-------- Supplied passage

Sussex researchers make world record-breaking discovery
Sussex researchers have made a world record-breaking discovery that could revolutionise brain scanning.
The team at the University of Sussex has developed a technique to detect tiny electrical fields 100 times more effectively than current methods.
This discovery, published in Nature Physics, has the potential to significantly improve applications in healthcare, defence, underwater detection and communication, and geological prospecting.
The technique was initially developed to create more powerful quantum computers, but its potential extends far beyond this.
Medical experts suggest it could lead to huge breakthroughs in our understanding of mental illness, including in the treatment of depression and epilepsy, through improved and less intrusive brain imaging.
The researchers used a single charged atom inside a vacuum system, combined with a measurement technique they invented, to achieve this feat.
This has made the technique around 100 times more powerful than was previously possible.
However, the discovery has the potential to be one million times more powerful.
Professor Winfried Hensinger, director of the Sussex Centre for Quantum Technologies, said: "We have built a machine that makes use of single charged atoms (ions), capable of unprecedented measurement capability.
"We have managed to tame some of the very strange phenomena of quantum physics to create a device that can detect low frequency electric fields with unprecedented sensitivity.
"And we recently developed a microchip that could enhance this sensitivity even further by yet another 10,000 times.

----------------
-------- Exercise data

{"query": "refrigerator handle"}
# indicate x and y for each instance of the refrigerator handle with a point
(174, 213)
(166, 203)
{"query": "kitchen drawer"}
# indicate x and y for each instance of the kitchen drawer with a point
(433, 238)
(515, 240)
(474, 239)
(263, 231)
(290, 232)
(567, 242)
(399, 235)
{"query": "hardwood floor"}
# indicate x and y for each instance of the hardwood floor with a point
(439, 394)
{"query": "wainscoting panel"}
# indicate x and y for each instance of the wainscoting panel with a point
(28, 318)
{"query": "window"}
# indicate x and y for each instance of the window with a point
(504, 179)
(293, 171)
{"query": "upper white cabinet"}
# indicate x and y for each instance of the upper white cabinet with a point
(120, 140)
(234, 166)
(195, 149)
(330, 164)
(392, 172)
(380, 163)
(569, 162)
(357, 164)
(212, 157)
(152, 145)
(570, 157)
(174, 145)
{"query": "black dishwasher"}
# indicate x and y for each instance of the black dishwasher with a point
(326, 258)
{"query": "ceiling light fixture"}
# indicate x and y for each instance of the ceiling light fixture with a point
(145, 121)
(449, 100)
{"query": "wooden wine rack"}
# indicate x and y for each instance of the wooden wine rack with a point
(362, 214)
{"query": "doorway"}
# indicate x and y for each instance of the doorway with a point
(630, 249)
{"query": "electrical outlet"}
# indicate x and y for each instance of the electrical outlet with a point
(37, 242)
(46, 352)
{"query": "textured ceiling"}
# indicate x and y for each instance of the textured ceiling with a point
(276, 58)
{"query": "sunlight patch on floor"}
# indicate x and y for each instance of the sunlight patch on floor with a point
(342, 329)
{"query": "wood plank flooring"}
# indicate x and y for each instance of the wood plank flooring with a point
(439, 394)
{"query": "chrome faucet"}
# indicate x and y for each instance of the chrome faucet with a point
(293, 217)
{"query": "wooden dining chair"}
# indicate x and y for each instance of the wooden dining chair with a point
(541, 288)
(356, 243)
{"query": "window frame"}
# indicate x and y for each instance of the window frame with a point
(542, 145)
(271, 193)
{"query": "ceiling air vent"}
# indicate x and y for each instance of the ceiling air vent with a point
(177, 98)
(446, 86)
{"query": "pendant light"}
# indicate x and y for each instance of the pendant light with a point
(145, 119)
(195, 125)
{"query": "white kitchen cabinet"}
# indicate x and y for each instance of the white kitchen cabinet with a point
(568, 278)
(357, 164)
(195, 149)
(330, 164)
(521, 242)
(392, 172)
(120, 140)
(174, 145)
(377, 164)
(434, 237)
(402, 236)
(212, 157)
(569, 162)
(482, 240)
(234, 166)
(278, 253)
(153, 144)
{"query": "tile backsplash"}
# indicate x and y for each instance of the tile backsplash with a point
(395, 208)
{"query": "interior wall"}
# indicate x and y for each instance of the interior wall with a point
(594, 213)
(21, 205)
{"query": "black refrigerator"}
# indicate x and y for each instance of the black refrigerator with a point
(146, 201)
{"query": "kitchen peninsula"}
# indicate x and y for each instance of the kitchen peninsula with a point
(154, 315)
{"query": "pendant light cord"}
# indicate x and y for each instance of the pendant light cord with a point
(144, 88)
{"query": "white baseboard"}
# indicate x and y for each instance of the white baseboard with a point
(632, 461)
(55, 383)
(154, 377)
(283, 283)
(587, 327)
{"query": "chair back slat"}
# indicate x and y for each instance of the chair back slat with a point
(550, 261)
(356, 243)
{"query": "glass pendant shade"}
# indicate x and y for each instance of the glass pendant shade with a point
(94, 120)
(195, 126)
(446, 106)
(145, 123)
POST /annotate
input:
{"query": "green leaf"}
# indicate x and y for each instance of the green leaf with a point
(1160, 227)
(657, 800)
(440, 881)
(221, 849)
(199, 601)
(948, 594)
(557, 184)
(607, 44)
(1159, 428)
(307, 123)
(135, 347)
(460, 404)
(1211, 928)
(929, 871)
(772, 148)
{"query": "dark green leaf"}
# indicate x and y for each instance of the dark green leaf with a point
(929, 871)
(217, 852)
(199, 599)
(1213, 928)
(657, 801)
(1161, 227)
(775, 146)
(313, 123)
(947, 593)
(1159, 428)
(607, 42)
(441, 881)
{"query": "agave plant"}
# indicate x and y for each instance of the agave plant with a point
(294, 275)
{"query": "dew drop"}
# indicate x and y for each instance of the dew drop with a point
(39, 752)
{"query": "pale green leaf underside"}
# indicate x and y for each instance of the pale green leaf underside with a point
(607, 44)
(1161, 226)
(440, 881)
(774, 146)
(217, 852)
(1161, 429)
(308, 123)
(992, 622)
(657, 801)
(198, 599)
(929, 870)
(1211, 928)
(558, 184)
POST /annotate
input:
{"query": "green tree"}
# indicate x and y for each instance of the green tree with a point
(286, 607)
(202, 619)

----------------
-------- Exercise data

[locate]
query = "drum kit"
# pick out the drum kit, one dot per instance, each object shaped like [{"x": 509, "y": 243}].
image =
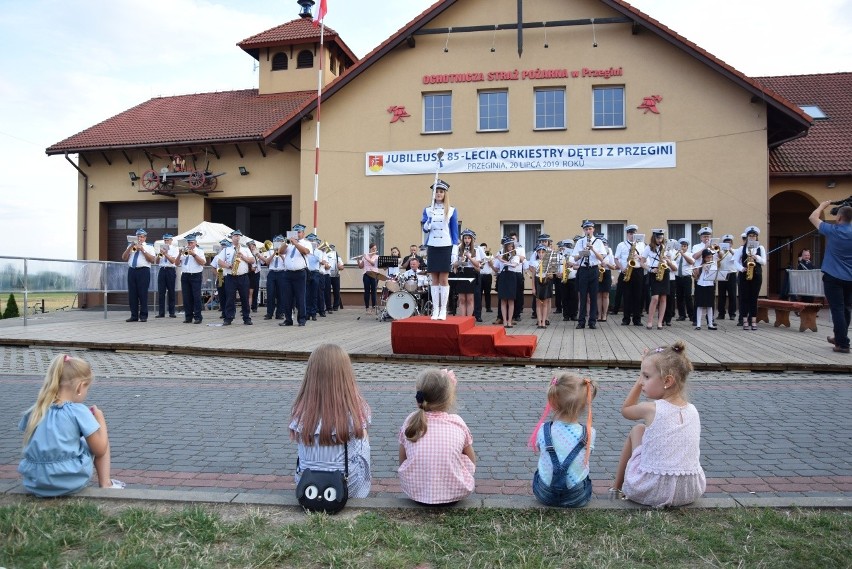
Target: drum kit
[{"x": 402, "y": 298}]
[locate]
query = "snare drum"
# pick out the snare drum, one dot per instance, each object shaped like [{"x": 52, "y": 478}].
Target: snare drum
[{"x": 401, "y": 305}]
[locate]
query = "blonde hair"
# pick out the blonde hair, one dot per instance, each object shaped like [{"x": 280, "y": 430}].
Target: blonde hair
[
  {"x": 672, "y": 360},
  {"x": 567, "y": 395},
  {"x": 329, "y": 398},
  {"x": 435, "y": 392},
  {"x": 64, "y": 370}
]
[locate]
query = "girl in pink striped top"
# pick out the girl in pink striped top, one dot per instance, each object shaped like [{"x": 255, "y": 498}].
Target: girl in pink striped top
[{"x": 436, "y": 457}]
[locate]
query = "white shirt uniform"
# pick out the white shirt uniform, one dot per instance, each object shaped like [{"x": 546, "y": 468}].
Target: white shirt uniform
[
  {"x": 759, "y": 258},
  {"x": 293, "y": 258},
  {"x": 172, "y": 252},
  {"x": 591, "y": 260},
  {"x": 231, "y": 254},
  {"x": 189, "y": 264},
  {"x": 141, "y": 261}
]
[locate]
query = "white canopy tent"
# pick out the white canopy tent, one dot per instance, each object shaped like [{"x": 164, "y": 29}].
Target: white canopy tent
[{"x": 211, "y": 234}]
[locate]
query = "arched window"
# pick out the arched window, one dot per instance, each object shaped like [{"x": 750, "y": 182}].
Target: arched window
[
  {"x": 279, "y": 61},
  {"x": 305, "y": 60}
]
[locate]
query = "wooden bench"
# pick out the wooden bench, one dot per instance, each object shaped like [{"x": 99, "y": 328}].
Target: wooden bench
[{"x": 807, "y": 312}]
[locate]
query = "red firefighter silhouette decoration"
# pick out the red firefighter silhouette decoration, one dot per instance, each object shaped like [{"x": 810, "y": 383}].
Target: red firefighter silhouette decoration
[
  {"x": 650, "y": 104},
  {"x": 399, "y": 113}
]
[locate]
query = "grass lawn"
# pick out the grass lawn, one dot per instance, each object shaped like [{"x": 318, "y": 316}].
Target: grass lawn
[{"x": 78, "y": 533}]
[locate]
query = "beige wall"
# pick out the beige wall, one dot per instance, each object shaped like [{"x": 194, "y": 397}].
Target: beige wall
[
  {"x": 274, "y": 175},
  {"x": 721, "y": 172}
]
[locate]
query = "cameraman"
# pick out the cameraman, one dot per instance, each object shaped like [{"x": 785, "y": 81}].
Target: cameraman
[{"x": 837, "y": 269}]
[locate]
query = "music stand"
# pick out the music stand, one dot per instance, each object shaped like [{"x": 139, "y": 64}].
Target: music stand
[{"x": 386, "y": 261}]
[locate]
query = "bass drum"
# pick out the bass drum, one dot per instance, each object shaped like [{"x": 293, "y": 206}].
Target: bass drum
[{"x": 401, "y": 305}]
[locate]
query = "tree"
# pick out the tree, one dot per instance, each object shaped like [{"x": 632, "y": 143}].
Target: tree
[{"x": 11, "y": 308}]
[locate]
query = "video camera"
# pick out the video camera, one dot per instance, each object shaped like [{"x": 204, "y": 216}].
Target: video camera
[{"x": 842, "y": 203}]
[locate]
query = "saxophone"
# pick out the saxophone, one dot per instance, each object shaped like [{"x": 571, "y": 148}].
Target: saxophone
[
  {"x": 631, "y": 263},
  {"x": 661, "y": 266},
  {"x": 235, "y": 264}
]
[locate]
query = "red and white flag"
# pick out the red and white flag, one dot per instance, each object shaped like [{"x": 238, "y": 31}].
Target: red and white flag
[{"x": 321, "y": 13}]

----------------

__Required tasks__
(a) According to the article on the Sussex discovery, in which journal was the finding published?
(b) Reproduce everything in the article on the Sussex discovery from "This has made" down to "with unprecedented sensitivity.".
(c) Write what comes next in the article on the Sussex discovery, picking up after its last sentence.

__Results in order__
(a) Nature Physics.

(b)
This has made the technique around 100 times more powerful than was previously possible.
However, the discovery has the potential to be one million times more powerful.
Professor Winfried Hensinger, director of the Sussex Centre for Quantum Technologies, said: "We have built a machine that makes use of single charged atoms (ions), capable of unprecedented measurement capability.
"We have managed to tame some of the very strange phenomena of quantum physics to create a device that can detect low frequency electric fields with unprecedented sensitivity.

(c)
"Using a different ion species with such a chip could enhance sensitivity indeed by a million times."
James Stone, professor of psychiatry at Brighton and Sussex Medical School, said: "It is an exciting discovery – with development it could open the way for much less intrusive and more detailed 3D imaging of electrical activity in the brain, giving the potential to detect which parts of the brain are active in real-time, and potentially giving insights into how thoughts and sensations are represented in the brain.
"It could potentially lead to huge breakthroughs in our understanding of consciousness, as well as of mental illness, and may even be useful in neurofeedback treatments for mental health conditions such as obsessive compulsive disorder or depression by allowing people to visualise their brain activity and respond directly to it.
"It could also be useful in neurological conditions such as epilepsy – detecting regions of abnormal activity in deeper brain regions than would be possible with existing EEG methods."